↓

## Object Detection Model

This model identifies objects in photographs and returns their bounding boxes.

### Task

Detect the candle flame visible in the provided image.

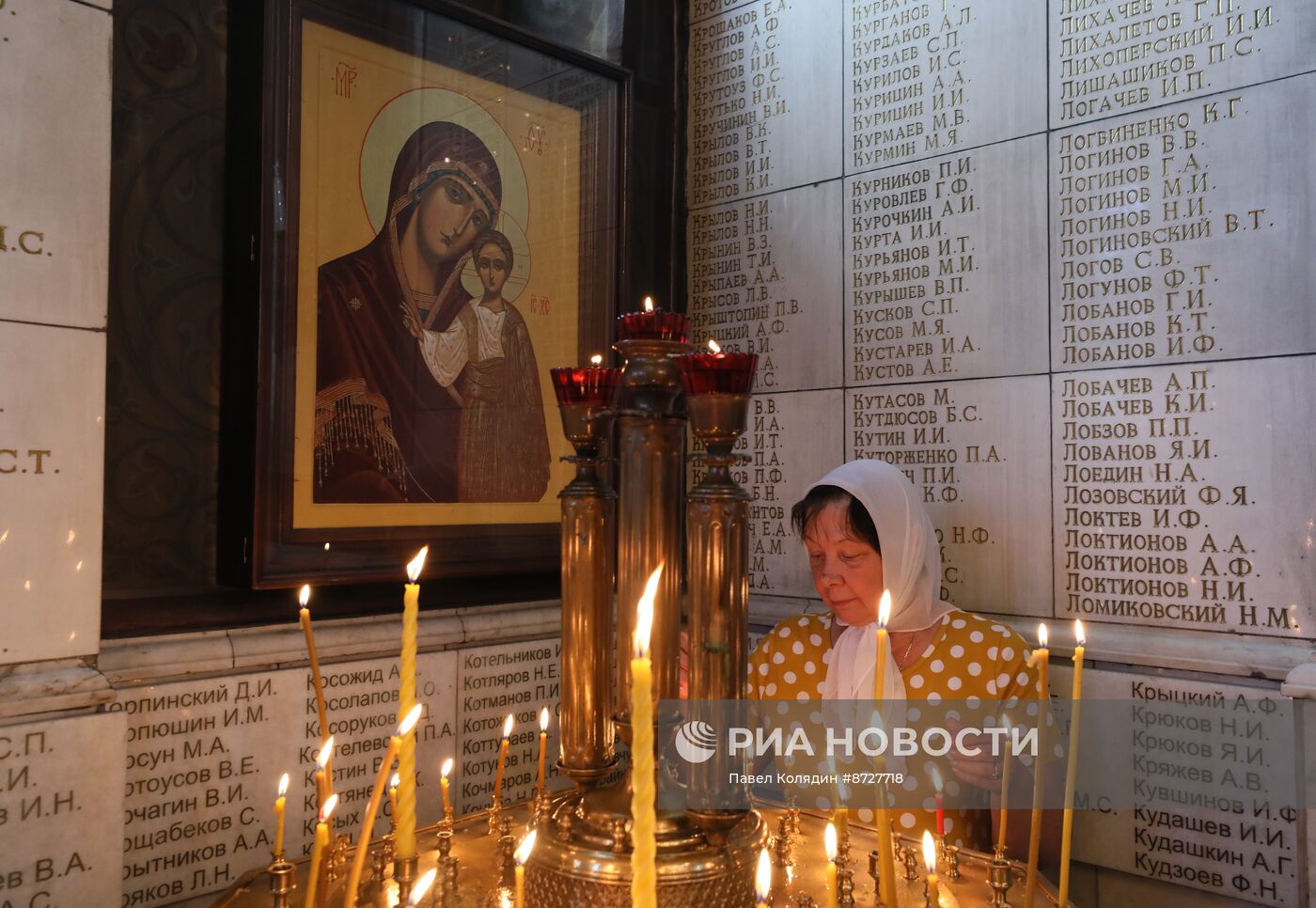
[407,868,438,905]
[316,734,333,769]
[754,848,773,901]
[407,545,429,583]
[398,703,422,737]
[320,795,338,822]
[514,829,539,866]
[634,565,662,659]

↑

WHAT IS BEING ASKED: Repeat the entries exactly and keep the pictures out of the copy.

SOLVED EXERCISE:
## Object Detection Model

This model identifies objects in photographs and returns their bounding boxes.

### Task

Detect the candle flame visible in the provided image.

[407,868,438,905]
[316,734,333,769]
[754,848,773,901]
[407,545,429,583]
[398,703,422,737]
[320,795,338,822]
[514,829,539,866]
[634,565,662,659]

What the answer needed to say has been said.